TASK SET →
A. Transcribe the part of the Oklo forum thread below starting at "## mullokintyre (28" and ending at "time to buy in.".
B. In the Oklo forum thread below, what market cap does The Triangle give for OKU?
C. List every risk that The Triangle, in the Oklo forum thread below, says the margin might not be high enough to cover.

PROVIDED PASSAGE →

........

The most recent and final results from the company’s 2020 resource definition drilling campaign at the Seko prospect have been highly successful in extending the strike length of the SK1 North - Koko trend to 3km. At the same time, the trend remains only partially tested along strike and remains...




					www.sharecafe.com.au


----------



## The Triangle (20 March 2022)

Looked at Oklo a while back and gave it a miss because I thought it was overvalued relative to other African juniors but the SP has been slowly dropping.  With a market cap now at about $45 million and money getting in short supply ($5.7million) OKU is starting to look a little more interesting.   I personally think they'll need to update their resource estimates with new drilling and see if either the grade has been boosted or the strip ratios have been decreased in order to confirm the economics are good enough.    I'm sure on paper a scoping study would show this making money, but probably not at a high enough margin to cover the risks of gold price fluctuations, capital cost blowouts, and country risk.


----------



## mullokintyre (28 April 2022)

OKU quarterly out, nothing much to show that has not already been announced.
Starting to get low on funds, down to 3.8 mill,so expect a capital raising soonish.
That may be the time to buy in.
Mick


----------



## mullokintyre (27 May 2022)

Wowsers, B2gold plan to acquire Oklo gold.

........

INFORMATION SHOWN →
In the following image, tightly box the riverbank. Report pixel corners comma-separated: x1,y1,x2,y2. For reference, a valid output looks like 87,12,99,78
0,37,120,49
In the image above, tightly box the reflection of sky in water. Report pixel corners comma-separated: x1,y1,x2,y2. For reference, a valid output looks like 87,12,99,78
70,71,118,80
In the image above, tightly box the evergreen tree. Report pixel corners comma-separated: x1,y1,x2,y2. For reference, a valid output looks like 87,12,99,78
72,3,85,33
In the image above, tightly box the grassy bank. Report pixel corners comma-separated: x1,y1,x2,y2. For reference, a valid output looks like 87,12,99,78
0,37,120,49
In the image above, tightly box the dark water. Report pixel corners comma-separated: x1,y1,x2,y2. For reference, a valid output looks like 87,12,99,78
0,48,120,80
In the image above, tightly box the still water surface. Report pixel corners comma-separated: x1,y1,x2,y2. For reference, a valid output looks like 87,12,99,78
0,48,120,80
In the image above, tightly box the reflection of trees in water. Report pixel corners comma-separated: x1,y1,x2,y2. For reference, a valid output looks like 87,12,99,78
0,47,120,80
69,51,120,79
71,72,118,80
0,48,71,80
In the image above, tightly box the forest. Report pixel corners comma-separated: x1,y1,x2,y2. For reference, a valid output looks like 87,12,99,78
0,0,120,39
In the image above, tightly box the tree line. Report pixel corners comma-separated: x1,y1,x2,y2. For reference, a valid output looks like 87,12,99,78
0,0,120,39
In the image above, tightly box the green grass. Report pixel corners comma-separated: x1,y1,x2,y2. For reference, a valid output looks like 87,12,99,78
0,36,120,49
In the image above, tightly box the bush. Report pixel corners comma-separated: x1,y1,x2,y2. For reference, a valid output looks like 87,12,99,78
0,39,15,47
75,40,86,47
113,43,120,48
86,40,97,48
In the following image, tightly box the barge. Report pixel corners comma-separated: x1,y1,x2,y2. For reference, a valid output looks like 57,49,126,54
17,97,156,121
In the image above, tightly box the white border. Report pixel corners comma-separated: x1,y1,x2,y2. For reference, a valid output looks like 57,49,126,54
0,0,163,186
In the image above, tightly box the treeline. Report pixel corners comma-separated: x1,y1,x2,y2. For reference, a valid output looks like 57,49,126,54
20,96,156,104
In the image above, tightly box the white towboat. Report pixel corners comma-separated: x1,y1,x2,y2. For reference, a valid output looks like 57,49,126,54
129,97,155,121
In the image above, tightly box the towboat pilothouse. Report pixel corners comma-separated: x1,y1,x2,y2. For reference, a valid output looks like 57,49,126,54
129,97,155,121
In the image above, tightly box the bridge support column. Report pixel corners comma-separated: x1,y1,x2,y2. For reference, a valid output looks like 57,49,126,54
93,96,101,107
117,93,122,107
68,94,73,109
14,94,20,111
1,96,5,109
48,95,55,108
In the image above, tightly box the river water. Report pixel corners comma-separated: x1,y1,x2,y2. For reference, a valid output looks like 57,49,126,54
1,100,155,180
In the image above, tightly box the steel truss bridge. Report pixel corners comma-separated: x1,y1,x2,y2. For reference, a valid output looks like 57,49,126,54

........

PROBLEM SOLUTIONS →
A.
## mullokintyre (28 April 2022)

OKU quarterly out, nothing much to show that has not already been announced.
Starting to get low on funds, down to 3.8 mill,so expect a capital raising soonish.
That may be the time to buy in.

B. About $45 million.

C.
- Gold price fluctuations
- Capital cost blowouts
- Country risk